Exercice court A ▸ D'après le texte sur le moratoire migratoire, combien de premiers titres de séjour ont été accordés en France en 2019 ?
Exercice court B ▸ Mettez à jour le passage du texte sur le moratoire migratoire qui va de « En effet, les » jusqu'à « sous-estimer ce sujet. », en remplaçant « demandes d’asile » par « demandes de protection ».

Texte fourni ▸
--------------------
Maxime Tandonnet. Réponse à M. Michel Barnier concernant sa proposition de “moratoire” sur l’immigration



Dans une tribune publiée par Le Figaro le 29 juillet 2021, M. Michel Barnier propose aux Français “un moratoire sur l’immigration.” Cette déclaration de l’ancien ministre des Affaires étrangères et commissaire européen, candidat possible à l’élection présidentielle de 2022, est digne du plus grand intérêt.

Elle manifeste une évolution de sa vision de ce sujet, à en juger par des prises de position plus anciennes de sa part : “Nous devons nous préparer à la possibilité d’un afflux plus massif encore   […] La réponse n’est sûrement pas dans la fermeture de nos frontières nationales, dans le recroquevillement ou l’attitude de se barricader, elle est dans davantage d’Europe. ”  (9 octobre 2013).

Elle reflète ainsi une prise de conscience évidente, parmi les hommes politiques de droite, de la sensibilité croissante de l’opinion aux enjeux de la maîtrise de l’immigration. Manifester une position de fermeté sur ce sujet – trop longtemps délaissé au Front (puis Rassemblement) national –, s’impose comme une condition sine qua non à droite de toute ambition élyséenne.

En effet, les statistiques officielles font état d’une nette augmentation des flux vers la France : 277 000 premiers titres de séjour accordés en 2019 et 178 000 demandes d’asile (contre respectivement, 125 000 et 20 000 en 1995). Comment une telle hausse des entrées à des fins d’immigration, dans un pays qui compte 4 à 6 millions de personnes privées d’emploi, 10 millions de pauvres, un déficit public de 9% de PIB, pourrait-elle ne pas aggraver les phénomènes d’exclusion et de tensions identitaires et urbaines qui rongent la société française ? 60% des Français sont de l’avis que l’immigration est trop importante (CEVIPOF, février 2021). Aucun candidat de droite ne peut désormais se permettre d’ignorer ou de sous-estimer ce sujet.
--------------------
Lignes ▸
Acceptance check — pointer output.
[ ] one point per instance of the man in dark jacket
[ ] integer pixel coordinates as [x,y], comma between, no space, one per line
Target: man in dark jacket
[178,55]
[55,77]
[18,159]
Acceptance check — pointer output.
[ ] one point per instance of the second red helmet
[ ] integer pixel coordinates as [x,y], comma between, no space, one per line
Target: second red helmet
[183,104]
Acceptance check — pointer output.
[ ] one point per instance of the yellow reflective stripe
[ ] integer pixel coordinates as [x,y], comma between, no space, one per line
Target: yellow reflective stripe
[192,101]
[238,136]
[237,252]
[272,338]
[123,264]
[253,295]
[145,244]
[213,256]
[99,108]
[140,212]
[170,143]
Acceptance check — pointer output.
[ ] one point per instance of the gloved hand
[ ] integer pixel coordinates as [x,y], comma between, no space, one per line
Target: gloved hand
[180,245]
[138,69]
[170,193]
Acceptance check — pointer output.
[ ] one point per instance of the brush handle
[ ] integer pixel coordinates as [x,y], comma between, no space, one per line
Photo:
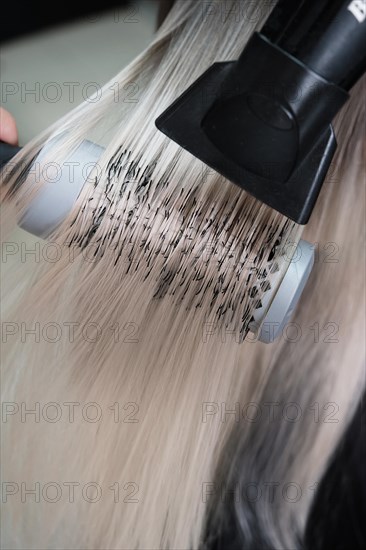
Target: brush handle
[328,36]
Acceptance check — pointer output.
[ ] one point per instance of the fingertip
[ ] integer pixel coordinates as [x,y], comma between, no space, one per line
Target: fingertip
[8,128]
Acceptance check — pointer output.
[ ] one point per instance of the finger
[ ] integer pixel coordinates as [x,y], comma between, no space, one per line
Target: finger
--------------------
Réponse complète A ▸ 277 000 premiers titres de séjour ont été accordés en 2019.

Réponse complète B ▸
En effet, les statistiques officielles font état d’une nette augmentation des flux vers la France : 277 000 premiers titres de séjour accordés en 2019 et 178 000 demandes de protection (contre respectivement, 125 000 et 20 000 en 1995). Comment une telle hausse des entrées à des fins d’immigration, dans un pays qui compte 4 à 6 millions de personnes privées d’emploi, 10 millions de pauvres, un déficit public de 9% de PIB, pourrait-elle ne pas aggraver les phénomènes d’exclusion et de tensions identitaires et urbaines qui rongent la société française ? 60% des Français sont de l’avis que l’immigration est trop importante (CEVIPOF, février 2021). Aucun candidat de droite ne peut désormais se permettre d’ignorer ou de sous-estimer ce sujet.